Items from a labeling collection:

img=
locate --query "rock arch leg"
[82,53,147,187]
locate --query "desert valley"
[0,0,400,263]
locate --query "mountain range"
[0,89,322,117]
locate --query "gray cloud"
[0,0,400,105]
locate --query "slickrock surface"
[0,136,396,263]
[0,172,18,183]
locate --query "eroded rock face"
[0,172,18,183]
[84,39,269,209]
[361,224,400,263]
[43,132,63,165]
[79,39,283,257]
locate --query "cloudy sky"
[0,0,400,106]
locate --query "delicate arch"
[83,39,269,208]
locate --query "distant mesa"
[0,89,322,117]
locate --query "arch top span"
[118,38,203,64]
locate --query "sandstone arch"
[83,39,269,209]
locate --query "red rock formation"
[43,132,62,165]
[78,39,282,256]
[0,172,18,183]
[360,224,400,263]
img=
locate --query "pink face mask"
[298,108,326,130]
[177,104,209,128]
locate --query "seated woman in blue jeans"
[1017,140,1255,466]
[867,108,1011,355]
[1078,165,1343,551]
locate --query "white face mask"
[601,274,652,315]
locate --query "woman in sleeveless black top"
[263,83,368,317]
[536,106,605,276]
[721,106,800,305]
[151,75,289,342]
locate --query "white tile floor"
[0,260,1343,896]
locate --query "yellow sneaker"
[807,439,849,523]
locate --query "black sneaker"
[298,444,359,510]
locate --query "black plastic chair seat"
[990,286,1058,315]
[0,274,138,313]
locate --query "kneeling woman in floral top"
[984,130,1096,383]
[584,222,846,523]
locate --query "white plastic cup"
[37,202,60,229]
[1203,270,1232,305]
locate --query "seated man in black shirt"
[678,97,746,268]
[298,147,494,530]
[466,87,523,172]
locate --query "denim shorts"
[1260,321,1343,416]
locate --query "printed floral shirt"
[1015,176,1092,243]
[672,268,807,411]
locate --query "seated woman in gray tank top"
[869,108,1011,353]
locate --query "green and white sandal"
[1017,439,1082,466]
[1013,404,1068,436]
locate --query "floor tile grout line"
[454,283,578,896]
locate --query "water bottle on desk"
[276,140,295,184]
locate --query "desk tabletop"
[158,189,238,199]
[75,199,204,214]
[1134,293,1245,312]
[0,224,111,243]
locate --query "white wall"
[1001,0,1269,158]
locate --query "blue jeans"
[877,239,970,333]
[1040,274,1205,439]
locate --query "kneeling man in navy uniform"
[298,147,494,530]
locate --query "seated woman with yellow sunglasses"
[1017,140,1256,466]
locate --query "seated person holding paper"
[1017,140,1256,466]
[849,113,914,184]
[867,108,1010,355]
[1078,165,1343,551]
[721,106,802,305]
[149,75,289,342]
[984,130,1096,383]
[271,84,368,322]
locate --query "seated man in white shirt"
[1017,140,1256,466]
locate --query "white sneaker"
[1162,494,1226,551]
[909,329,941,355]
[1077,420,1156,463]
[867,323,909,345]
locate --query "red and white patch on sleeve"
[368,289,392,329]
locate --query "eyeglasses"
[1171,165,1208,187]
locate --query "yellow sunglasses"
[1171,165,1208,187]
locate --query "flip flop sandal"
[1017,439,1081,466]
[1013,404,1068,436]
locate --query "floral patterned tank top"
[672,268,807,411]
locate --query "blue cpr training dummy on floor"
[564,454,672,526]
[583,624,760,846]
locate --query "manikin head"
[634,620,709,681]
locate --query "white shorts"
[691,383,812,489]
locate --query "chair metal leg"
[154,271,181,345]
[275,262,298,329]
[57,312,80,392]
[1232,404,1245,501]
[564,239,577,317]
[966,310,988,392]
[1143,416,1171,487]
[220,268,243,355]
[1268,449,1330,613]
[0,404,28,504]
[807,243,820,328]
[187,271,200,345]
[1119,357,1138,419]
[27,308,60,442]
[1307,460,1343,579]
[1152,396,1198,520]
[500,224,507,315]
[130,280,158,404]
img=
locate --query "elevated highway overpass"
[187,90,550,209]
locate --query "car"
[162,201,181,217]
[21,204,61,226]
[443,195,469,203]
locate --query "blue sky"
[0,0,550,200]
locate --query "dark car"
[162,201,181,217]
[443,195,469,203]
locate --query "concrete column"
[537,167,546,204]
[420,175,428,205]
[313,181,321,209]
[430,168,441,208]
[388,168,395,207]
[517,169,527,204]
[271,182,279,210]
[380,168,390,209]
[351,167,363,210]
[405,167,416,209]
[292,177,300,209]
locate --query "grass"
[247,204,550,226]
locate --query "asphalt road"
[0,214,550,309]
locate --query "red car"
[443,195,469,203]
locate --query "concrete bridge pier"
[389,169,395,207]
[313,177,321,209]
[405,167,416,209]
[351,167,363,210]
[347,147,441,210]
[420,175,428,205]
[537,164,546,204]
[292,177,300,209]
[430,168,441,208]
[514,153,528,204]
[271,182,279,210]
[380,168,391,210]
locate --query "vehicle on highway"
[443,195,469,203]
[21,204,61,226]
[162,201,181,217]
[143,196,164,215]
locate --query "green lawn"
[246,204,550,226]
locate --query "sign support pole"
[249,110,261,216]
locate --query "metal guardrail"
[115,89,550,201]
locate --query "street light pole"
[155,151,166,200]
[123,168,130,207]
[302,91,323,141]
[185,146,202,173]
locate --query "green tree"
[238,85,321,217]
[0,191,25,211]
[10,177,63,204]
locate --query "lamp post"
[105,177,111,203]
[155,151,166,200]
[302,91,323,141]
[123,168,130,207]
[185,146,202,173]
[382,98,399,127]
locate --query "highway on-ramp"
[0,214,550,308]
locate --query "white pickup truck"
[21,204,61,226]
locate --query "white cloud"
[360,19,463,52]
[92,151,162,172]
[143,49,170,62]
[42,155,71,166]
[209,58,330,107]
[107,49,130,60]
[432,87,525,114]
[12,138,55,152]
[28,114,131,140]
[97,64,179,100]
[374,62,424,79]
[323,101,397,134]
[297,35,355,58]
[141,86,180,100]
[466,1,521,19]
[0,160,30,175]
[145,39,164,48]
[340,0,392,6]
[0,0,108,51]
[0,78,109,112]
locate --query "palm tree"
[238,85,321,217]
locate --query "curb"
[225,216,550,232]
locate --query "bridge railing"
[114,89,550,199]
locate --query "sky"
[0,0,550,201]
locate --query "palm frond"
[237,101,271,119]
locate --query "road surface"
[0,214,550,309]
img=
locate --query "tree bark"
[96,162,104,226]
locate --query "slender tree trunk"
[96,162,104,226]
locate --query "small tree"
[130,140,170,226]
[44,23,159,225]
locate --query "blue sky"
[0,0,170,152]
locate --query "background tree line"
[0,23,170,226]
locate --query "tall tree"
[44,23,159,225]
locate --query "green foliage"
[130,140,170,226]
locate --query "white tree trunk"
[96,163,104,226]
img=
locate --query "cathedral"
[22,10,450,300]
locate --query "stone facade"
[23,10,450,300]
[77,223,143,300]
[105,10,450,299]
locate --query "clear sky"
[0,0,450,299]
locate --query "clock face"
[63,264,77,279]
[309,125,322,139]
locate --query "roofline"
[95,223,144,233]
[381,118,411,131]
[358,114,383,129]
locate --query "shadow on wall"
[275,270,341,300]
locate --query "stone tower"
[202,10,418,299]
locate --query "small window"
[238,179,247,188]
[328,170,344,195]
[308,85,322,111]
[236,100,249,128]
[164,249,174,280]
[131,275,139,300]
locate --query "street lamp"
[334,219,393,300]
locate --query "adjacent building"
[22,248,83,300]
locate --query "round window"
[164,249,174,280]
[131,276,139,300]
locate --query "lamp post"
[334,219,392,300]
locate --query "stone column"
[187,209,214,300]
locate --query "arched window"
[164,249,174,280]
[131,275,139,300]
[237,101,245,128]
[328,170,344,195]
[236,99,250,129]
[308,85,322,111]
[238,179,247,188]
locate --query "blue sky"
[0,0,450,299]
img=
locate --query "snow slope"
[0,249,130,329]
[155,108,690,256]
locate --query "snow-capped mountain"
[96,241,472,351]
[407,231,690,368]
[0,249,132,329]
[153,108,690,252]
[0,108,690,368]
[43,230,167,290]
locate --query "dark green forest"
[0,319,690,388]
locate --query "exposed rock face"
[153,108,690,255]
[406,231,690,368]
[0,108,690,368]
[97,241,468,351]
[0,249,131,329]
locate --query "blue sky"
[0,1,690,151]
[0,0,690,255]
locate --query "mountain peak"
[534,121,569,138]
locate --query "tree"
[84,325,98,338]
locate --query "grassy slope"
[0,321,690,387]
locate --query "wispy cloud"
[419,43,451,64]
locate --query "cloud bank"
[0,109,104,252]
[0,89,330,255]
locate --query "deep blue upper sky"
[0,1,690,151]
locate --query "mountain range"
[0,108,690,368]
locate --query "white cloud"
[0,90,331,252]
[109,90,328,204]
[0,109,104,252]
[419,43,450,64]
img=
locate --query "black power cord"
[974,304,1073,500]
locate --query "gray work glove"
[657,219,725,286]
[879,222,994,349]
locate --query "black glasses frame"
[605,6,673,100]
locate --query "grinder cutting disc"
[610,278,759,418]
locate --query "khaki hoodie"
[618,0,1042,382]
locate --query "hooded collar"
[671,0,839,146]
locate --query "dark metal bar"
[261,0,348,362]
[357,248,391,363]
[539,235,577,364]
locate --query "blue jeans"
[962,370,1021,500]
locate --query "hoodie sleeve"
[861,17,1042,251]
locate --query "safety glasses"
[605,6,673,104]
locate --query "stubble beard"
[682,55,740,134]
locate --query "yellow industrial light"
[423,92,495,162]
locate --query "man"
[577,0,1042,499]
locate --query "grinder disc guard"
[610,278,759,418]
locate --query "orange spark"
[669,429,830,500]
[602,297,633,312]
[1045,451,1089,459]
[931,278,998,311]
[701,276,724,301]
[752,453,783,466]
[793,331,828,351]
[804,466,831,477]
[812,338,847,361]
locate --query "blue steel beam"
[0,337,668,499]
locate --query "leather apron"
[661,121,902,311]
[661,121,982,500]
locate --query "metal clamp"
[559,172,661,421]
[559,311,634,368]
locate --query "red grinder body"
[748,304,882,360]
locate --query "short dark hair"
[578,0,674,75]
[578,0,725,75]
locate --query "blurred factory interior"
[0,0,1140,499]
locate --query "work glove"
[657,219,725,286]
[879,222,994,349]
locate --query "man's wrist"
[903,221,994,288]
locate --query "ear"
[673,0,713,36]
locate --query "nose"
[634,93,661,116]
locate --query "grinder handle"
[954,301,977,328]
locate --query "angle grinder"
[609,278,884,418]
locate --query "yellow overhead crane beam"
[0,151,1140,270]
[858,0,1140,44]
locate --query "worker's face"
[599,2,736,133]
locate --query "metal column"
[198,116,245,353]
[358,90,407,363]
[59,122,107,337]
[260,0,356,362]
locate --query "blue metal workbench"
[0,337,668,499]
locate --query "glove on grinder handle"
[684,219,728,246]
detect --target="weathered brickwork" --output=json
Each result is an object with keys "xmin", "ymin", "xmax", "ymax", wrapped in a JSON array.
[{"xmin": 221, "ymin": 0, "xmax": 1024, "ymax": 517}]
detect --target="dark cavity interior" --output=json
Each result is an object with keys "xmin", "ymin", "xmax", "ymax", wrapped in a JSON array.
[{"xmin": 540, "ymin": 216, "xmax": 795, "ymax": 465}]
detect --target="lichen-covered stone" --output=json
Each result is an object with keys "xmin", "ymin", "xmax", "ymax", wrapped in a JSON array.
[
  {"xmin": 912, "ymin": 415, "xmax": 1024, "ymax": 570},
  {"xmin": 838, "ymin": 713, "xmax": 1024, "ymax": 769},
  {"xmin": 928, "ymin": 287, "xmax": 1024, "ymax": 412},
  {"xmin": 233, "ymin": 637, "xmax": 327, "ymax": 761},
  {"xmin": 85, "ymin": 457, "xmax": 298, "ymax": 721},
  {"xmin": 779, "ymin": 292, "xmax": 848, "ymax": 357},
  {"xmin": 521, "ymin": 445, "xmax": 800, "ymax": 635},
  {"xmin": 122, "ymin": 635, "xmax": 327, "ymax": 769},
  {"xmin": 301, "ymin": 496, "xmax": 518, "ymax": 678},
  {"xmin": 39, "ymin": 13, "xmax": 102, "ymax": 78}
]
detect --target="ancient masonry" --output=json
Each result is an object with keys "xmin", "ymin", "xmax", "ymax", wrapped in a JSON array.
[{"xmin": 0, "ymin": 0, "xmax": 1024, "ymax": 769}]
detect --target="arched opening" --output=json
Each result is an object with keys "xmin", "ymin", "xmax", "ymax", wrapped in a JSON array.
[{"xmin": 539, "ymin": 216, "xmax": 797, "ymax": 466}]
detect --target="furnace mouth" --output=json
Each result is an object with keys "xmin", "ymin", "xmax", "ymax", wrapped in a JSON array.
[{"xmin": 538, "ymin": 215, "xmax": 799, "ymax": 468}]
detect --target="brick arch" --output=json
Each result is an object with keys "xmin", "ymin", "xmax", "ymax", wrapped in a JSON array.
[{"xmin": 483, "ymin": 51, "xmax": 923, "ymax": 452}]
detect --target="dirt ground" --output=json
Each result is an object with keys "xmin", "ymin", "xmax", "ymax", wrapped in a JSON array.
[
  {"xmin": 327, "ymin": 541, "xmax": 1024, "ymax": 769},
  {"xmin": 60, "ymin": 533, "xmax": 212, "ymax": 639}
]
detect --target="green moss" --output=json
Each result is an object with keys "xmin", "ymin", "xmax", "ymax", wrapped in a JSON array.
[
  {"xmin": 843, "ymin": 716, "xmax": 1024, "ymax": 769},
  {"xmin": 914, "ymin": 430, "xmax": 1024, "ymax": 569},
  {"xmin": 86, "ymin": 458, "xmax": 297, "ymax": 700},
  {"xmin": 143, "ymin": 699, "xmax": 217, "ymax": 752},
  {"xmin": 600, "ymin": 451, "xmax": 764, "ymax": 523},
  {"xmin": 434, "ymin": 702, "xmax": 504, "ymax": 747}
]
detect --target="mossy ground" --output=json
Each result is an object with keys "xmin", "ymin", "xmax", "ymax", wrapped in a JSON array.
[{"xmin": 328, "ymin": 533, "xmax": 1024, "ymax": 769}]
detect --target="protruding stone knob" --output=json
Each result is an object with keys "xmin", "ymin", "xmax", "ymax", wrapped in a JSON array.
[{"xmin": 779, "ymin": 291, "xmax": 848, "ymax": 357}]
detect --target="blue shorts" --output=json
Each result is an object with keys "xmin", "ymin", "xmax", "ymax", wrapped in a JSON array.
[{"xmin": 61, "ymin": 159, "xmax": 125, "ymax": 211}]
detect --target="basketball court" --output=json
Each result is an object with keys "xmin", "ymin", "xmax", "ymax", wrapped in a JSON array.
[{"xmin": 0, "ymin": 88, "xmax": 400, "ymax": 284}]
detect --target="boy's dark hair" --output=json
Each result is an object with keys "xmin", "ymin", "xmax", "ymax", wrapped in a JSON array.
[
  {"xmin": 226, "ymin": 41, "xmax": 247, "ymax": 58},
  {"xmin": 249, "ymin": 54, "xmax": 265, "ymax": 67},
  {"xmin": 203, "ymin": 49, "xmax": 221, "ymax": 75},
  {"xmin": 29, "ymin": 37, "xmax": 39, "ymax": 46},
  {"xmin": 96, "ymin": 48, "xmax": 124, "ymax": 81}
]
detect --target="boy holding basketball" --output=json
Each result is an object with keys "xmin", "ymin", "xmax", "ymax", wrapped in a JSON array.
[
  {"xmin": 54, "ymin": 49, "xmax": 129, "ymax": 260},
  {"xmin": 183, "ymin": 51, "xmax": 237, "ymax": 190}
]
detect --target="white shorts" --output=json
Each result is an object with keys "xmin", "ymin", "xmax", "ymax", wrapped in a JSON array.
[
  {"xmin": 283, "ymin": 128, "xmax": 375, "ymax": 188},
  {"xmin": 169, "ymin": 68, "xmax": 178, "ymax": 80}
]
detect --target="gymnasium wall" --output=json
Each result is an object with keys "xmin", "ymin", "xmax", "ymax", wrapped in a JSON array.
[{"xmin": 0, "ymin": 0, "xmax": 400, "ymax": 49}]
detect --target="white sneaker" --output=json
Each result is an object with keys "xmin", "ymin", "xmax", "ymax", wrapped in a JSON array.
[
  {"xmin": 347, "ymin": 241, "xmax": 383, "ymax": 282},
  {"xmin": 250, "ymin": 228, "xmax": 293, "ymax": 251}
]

Exercise requirements:
Collect each line of the listing above that contains the string "green", treating uppercase and lowercase as distinct.

The solution:
locate --query "green and white sandal"
locate --query "green lawn"
locate --query "green tree"
locate --query "green foliage"
locate --query "dark green forest"
detect --target="green moss" --output=json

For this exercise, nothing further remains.